#### Goals:
1. Answer these questions using the K2 Luna forum thread.
(a) What is the weight of the rider the board would be for?
(b) Which K2 board replaced the Luna?
(c) What total price does johnnymac hope to stay under for a board and bindings?
2. Carry on the K2 Luna forum thread from the point where it stops.

#### Page:
_ _ _ _ _

# womens k2 luna



## johnnymac (Jul 14, 2011)

Does anyone have any reviews or experience with this board? It would be for an intermediate rider about 130lbs 5' 3" shes looking to get into a little terrain park this year but mainly just freestyle


----------



## lilfoot1598 (Mar 7, 2009)

The Luna is a good first board that a rider wouldn't outgrow very quickly. If it's not a first board or if it ins't for the occasional rider, there may be better options out there, depending on your price range.

The Luna was discontinued a few years ago - K2 now has the Lunatique instead (similar board, but rockered).


----------



## johnnymac (Jul 14, 2011)

What other boards would you suggest? Im looking for a quality board in a previous or used model. Im shooting for both a board and bindings for under $200. That's why ill be getting an older model and possibly used but I still want to get her a decent board


----------



## johnnymac (Jul 14, 2011)

lilfoot1598 said:


> The Luna is a good first board that a rider wouldn't outgrow very quickly. If it's not a first board or if it ins't for the occasional rider, there may be better options out there, depending on your price range.
> 
> The Luna was discontinued a few years ago - K2 now has the Lunatique instead (similar board, but rockered).


What do you think about the burton superfly II


----------



## lilfoot1598 (Mar 7, 2009)

johnnymac said:


> What other boards would you suggest? Im looking for a quality board in a previous or used model. Im shooting for both a board and bindings for under $200. That's why ill be getting an older model and possibly used but I still want to get her a decent board


Oh gosh. $200 for a board and bindings is not much at all. If you can get a Luna in good condition within that price range, then go for it.

_ _ _ _ _

#### Raw data:
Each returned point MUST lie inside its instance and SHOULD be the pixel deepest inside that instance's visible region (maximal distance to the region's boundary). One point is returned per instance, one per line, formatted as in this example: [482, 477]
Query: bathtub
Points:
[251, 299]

_ _ _ _ _

#### Outputs in order:
1.
(a) About 130 lbs.
(b) The Lunatique, a similar board but rockered.
(c) Under $200.

2.
Don't know much about Burton technology, to be honest. I've never ridden a Burton. Superfly II isn't a board, it's a type of core.


----------



## johnnymac (Jul 14, 2011)

Well I may just get her bindings what is a solid pair I can get for 100 dollars or so? Again id probably get a last years model just so I can get a more quality brand


----------



## lilfoot1598 (Mar 7, 2009)

It seems to be easier to get good bindings on sale. What size does she wear? There are always size small bindings on sale.

These are a steal and an excellent quality for a rider of any level: Burton Lexa Snowboard Bindings - Women's - 2010/2011 - Free Shipping at REI.com

REI often has good deals, so check out the website. I have bought two pairs of good bindings from them, one for $25 and one for $35, near the end of the season.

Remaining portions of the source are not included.